» Text provided
After calling those who use singular they stupid and criticizing the ADS for failing to correct them (which is a fairly serious misunderstanding of the purpose of the ADS and the entire field of linguistics in general), Gelernter says that we already have a gender-neutral third-person pronoun, and it’s he. He cites “the dictionary of record”, Webster’s Second International, for support. His choice of dictionary is telling. For those not familiar with it, Webster’s Second, or W2, was published in 1934 and has been out of print for decades.

The only reason someone would choose it over Webster’s Third, published in 1961, is as a reaction to the perception that W3 was overly permissive. When it was first published, it was widely criticized for its more descriptive stance, which did away with some of the more judgemental usage labels. Even W3 is out of date and has been replaced with the new online Unabridged; W2 is only the dictionary of record of someone who refuses to accept any of the linguistic change or social progress of the last century.

Gelernter notes that W2’s first definition for man is “a member of the human race”, while the “male human being” sense “is the second-given, secondary definition.” Here it would have helped Gelernter to read the front matter of his dictionary. Unlike some other dictionaries, Merriam-Webster arranges entries not in order of primary or central meanings to more peripheral meanings but in order of historical attestation. Man was most likely originally gender-neutral, while the original word for a male human being was wer (which survives only in the word werewolf). Over time, though, wer fell out of use, and man began pulling double duty. 1The Online Etymology Dictionary notes that a similar thing happened with the Latin vir (cognate with wer) and homo. Vir fell out of use as homo took over the sense of “male human”.

So just because an entry is listed first in a Merriam-Webster dictionary does not mean it’s the primary definition, and just because a word originally meant one thing (and still does mean that thing to some extent) does not mean we must continue to use it that way.

» Data lines
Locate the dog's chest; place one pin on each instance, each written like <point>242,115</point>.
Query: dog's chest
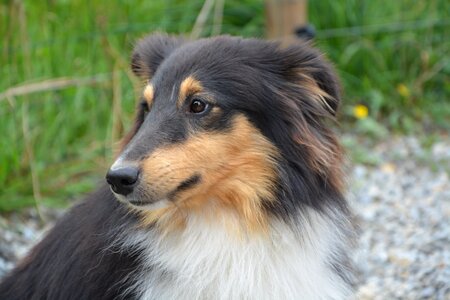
<point>207,262</point>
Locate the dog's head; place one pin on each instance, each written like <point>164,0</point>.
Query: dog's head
<point>229,125</point>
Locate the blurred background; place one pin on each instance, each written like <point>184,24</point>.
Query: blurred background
<point>67,96</point>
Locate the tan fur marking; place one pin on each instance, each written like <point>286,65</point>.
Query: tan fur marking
<point>237,170</point>
<point>188,87</point>
<point>149,92</point>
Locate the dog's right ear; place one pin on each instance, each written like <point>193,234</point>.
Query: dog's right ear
<point>150,52</point>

» To-do list
**a.** Answer these from the passage about Gelernter and Webster's Second:
(i) In what year was Webster's Second published?
(ii) In what order does Merriam-Webster arrange the senses in an entry?
(iii) In what single word does wer survive?
**b.** Can you quote word for word the stretch from "After calling those" through "print for decades." in the passage about Gelernter and Webster's Second?
**c.** How would you put this sentence from the passage about Gelernter and Webster's Second into Spanish: "Man was most likely originally gender-neutral, while the original word for a male human being was wer (which survives only in the word werewolf)."
Rely only on the passage about Gelernter and Webster's Second, not on the material.

» Solutions to the tasks
**a.**
(i) 1934
(ii) In order of historical attestation
(iii) Werewolf

**b.**
After calling those who use singular they stupid and criticizing the ADS for failing to correct them (which is a fairly serious misunderstanding of the purpose of the ADS and the entire field of linguistics in general), Gelernter says that we already have a gender-neutral third-person pronoun, and it’s he. He cites “the dictionary of record”, Webster’s Second International, for support. His choice of dictionary is telling. For those not familiar with it, Webster’s Second, or W2, was published in 1934 and has been out of print for decades.

**c.** Man probablemente era neutral en cuanto al género en su origen, mientras que la palabra original para un ser humano de sexo masculino era wer (que sobrevive únicamente en la palabra werewolf).